GOAL OF THE EXERCISE —
Each record below should be repeated precisely as written.

+++ INPUT MATERIAL

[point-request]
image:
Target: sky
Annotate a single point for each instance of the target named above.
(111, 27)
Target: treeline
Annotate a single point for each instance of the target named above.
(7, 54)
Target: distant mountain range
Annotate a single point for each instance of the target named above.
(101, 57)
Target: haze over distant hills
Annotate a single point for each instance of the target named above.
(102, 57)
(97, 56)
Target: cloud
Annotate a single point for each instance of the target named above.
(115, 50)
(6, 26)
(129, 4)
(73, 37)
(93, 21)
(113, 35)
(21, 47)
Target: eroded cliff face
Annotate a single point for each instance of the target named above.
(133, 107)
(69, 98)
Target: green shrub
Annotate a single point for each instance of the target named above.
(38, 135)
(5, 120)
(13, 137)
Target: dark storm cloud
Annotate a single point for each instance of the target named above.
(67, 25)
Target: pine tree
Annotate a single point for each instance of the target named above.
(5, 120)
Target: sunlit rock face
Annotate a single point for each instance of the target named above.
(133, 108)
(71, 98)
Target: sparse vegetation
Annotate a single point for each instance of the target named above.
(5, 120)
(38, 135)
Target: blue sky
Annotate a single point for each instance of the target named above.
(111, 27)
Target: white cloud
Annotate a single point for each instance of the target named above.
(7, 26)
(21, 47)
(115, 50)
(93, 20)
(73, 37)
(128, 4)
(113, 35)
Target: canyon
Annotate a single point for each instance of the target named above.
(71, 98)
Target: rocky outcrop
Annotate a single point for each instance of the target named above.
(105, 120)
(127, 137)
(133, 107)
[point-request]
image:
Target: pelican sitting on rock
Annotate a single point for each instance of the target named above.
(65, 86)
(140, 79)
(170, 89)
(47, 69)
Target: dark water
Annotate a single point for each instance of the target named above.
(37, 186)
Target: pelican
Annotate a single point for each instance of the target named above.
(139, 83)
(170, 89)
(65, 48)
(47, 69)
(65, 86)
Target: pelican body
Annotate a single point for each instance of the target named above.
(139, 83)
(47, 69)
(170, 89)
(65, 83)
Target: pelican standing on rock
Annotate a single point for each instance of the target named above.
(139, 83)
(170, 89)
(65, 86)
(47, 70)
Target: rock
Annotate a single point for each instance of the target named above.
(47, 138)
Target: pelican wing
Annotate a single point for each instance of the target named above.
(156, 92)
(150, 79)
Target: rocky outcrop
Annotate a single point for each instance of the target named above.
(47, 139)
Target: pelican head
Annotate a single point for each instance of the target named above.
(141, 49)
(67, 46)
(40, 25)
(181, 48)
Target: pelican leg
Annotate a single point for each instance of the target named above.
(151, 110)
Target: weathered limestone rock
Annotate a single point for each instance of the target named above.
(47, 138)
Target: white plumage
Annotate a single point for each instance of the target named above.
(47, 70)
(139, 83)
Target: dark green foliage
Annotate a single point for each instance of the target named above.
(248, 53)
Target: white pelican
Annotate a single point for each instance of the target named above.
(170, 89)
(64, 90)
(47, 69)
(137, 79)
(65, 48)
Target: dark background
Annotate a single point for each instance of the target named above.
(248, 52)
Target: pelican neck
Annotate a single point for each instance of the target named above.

++++++

RESPONSE TO THE TASK —
[point-request]
image:
Target: sky
Annotate a single point for each instance of the target named above.
(111, 27)
Target: treeline
Annotate a single point for each instance of the target named above.
(7, 54)
Target: distant mountain range
Annotate a single point for each instance of the target named above.
(101, 57)
Target: haze over distant hills
Annotate a single point for each instance of the target named above.
(102, 57)
(97, 56)
Target: cloud
Annotate a single point for each instance of the target named above.
(115, 50)
(6, 26)
(129, 4)
(73, 37)
(93, 21)
(113, 35)
(21, 47)
Target: eroded cliff face
Annotate a single point for each instance of the target named above.
(133, 107)
(69, 98)
Target: green shrub
Annotate a single point for each instance of the target named above.
(38, 135)
(5, 120)
(13, 137)
Target: dark storm cloud
Annotate a single point for each instance of the target named above.
(67, 25)
Target: pine tree
Annotate a single point for each instance of the target named above.
(5, 120)
Target: sunlit rock face
Annotate a single point for each instance of the target named above.
(133, 108)
(71, 98)
Target: sparse vegetation
Annotate a single point for each instance of the target named above.
(5, 120)
(38, 135)
Target: blue sky
Annotate a single point for each instance of the target named above.
(111, 27)
Target: white cloud
Annotate a single point for each instance of the target named above.
(7, 26)
(21, 47)
(115, 50)
(93, 20)
(73, 37)
(128, 4)
(113, 35)
Target: canyon
Annotate a single point for each instance of the target named above.
(71, 98)
Target: rocky outcrop
Annotate a single point for each instance of the target named above.
(105, 120)
(127, 137)
(133, 107)
[point-request]
image:
Target: pelican sitting on rock
Annotate a single point for each instance of the target named above.
(65, 86)
(140, 79)
(170, 89)
(47, 69)
Target: dark water
Annotate a single point for each instance of the target named above.
(37, 186)
Target: pelican
Annotate a single point for each instance of the target named above.
(139, 83)
(170, 89)
(65, 48)
(47, 69)
(65, 86)
Target: pelican body
Annotate a single point for each instance of the target named above.
(139, 83)
(47, 69)
(170, 89)
(65, 83)
Target: pelican standing on rock
Annotate a single point for each instance of the target named above.
(139, 83)
(170, 89)
(65, 86)
(47, 70)
Target: rock
Annotate a single point for each instance of the target named above.
(47, 138)
Target: pelican wing
Annotate a single point for each instance of the target named above.
(156, 92)
(150, 79)
Target: rocky outcrop
Annotate a single point for each instance of the target named above.
(47, 139)
Target: pelican head
Annotate a single point for each instance of the target named above.
(141, 49)
(67, 46)
(40, 25)
(181, 48)
Target: pelican leg
Annotate a single point for each instance of the target named above.
(151, 110)
Target: weathered limestone rock
Annotate a single point for each instance of the target named above.
(47, 138)
Target: white plumage
Annotate a single point for each instance of the target named above.
(47, 70)
(139, 83)
Target: dark green foliage
Annotate a single point for each instance of the target named above.
(248, 53)
Target: white pelican
Annotate a single point for each instance of the target named above.
(170, 89)
(64, 90)
(47, 69)
(137, 79)
(65, 48)
Target: dark background
Annotate a single point for each instance of the target named above.
(248, 52)
Target: pelican neck
Annotate a single point for each instance of the target named above.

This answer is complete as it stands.